===== Material to process

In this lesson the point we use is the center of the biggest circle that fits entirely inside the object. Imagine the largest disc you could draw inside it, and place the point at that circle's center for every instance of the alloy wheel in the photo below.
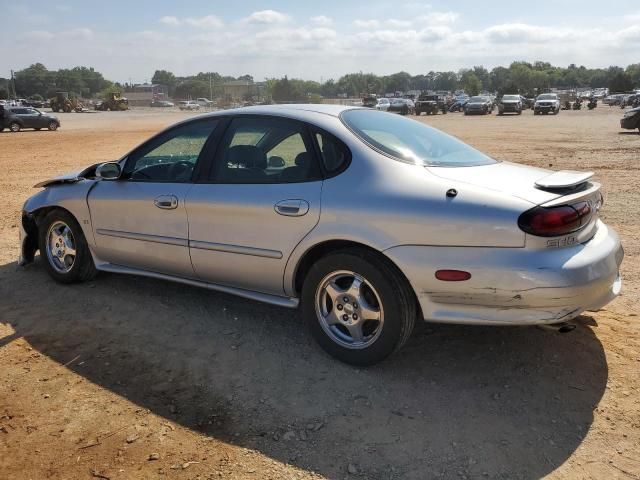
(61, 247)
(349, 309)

==========
===== Material to process

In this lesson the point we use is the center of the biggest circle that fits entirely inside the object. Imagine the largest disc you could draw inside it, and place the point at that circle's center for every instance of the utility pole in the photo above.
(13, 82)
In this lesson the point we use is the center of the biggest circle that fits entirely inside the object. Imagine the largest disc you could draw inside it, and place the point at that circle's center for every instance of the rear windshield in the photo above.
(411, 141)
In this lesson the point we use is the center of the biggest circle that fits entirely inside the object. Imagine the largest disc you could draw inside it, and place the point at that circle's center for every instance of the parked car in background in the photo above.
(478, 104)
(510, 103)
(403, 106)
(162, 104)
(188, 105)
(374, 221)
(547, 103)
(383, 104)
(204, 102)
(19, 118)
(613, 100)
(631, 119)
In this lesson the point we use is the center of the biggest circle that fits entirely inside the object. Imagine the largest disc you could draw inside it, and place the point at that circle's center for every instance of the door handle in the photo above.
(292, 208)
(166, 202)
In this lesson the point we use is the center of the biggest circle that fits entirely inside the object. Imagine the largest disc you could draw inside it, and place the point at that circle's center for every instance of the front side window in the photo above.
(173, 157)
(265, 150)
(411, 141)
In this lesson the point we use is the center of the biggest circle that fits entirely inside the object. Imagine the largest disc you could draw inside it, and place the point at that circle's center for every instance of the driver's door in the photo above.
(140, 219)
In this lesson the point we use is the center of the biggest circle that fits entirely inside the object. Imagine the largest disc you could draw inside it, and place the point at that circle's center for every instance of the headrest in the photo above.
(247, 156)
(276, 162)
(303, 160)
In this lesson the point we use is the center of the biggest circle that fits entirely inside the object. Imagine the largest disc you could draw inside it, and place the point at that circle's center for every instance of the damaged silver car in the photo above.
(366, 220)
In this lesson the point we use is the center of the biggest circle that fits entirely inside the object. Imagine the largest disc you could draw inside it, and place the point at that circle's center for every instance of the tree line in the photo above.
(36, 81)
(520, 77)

==========

◆ Directions for this task ◆
Please pick out each line of the records above that contains the string "door" and copy it in full.

◆ Task solution ◆
In this lesson the point we use is the center of the biggest circle that fits entirely inside the object. Imagine the largest disc you could draw inside it, and place the point at that circle's center for every instance of the door handle in the photo above.
In this lesson the point we use is the center of the biggest circle that fits entirely inside the object. Imagine the largest disc you could draw inside it, and place the point at that circle's center for every instance of the driver's door in the photo above.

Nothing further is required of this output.